## Aim of the exercise
Reproduce the lines below word for word, starting at the line that contains "of the tree" and running through the last line, with both ends included.

....

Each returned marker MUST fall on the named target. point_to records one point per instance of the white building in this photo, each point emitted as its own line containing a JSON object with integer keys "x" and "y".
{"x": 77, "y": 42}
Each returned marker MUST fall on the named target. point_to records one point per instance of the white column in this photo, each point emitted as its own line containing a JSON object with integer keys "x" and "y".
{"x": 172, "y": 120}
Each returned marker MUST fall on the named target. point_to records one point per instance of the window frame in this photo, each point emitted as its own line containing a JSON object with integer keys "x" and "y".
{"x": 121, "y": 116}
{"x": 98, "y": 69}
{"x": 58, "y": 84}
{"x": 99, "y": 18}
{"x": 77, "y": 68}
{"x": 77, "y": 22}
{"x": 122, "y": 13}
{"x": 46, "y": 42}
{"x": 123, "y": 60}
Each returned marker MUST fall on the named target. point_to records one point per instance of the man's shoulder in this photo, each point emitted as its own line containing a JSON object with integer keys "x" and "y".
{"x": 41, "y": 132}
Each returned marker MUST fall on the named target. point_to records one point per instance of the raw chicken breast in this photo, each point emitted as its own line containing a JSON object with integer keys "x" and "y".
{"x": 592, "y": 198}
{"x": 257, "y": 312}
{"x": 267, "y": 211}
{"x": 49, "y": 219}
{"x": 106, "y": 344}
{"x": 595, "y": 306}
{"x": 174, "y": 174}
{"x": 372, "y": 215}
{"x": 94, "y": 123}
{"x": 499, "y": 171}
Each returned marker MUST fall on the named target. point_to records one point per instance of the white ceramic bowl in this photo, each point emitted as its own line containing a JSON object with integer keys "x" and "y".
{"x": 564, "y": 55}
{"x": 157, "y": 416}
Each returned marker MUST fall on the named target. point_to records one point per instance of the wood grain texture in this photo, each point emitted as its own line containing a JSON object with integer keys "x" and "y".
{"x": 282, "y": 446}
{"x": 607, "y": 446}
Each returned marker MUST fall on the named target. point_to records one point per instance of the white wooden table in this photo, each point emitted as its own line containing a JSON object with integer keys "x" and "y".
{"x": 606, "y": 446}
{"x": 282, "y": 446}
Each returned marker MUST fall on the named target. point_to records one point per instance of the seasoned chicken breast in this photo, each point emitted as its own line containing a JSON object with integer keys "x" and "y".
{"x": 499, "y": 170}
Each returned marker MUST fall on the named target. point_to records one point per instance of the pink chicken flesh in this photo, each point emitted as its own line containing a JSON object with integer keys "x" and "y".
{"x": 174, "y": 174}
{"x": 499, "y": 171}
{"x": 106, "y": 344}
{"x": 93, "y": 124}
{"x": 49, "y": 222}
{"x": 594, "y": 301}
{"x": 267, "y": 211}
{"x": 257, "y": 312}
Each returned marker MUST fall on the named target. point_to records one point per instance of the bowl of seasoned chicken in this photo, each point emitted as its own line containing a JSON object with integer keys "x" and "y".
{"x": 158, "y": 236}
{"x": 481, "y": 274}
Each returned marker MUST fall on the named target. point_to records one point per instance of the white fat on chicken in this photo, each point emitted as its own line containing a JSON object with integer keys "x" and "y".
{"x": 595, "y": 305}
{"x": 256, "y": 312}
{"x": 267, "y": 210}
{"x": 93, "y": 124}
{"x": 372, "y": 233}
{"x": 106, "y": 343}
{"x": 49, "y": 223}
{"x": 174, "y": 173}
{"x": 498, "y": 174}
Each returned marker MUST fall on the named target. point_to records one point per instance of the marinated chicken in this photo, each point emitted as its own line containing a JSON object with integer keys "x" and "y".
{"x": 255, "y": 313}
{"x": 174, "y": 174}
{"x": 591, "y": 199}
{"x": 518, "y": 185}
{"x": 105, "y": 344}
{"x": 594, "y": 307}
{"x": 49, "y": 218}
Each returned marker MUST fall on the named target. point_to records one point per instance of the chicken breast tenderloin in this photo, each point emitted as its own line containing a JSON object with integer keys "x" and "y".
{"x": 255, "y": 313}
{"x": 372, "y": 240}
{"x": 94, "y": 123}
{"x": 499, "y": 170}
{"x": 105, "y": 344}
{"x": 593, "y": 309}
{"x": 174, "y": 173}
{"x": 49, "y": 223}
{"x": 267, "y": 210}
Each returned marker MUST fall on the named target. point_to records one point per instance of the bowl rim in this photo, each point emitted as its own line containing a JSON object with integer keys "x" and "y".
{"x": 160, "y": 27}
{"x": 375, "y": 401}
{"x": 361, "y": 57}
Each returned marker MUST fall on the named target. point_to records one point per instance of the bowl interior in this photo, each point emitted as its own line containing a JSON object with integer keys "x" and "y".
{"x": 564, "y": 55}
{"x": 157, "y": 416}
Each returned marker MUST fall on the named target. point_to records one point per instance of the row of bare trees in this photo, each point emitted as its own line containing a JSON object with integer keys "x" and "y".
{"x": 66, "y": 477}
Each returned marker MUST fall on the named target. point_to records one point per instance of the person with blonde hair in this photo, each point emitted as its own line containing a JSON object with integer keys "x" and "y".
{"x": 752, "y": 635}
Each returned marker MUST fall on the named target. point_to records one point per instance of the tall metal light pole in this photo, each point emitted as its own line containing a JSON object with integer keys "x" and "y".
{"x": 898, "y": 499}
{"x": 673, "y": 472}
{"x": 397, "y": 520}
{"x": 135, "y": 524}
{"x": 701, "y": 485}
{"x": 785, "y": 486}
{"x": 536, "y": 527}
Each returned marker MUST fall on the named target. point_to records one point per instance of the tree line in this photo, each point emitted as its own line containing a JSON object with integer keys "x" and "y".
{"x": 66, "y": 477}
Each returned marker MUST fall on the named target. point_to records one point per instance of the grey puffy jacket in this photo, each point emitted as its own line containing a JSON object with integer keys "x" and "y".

....

## Answer to this problem
Each returned marker MUST fall on the named target. point_to records one point per instance of the tree line in this photo, each point emitted as its own line containing a JSON object with integer keys "x" and "y".
{"x": 66, "y": 477}
Each returned marker MUST fall on the named target. point_to records one point per instance of the grey puffy jacket in this photo, each point emitted as its own line containing a JSON object with integer keys "x" and "y".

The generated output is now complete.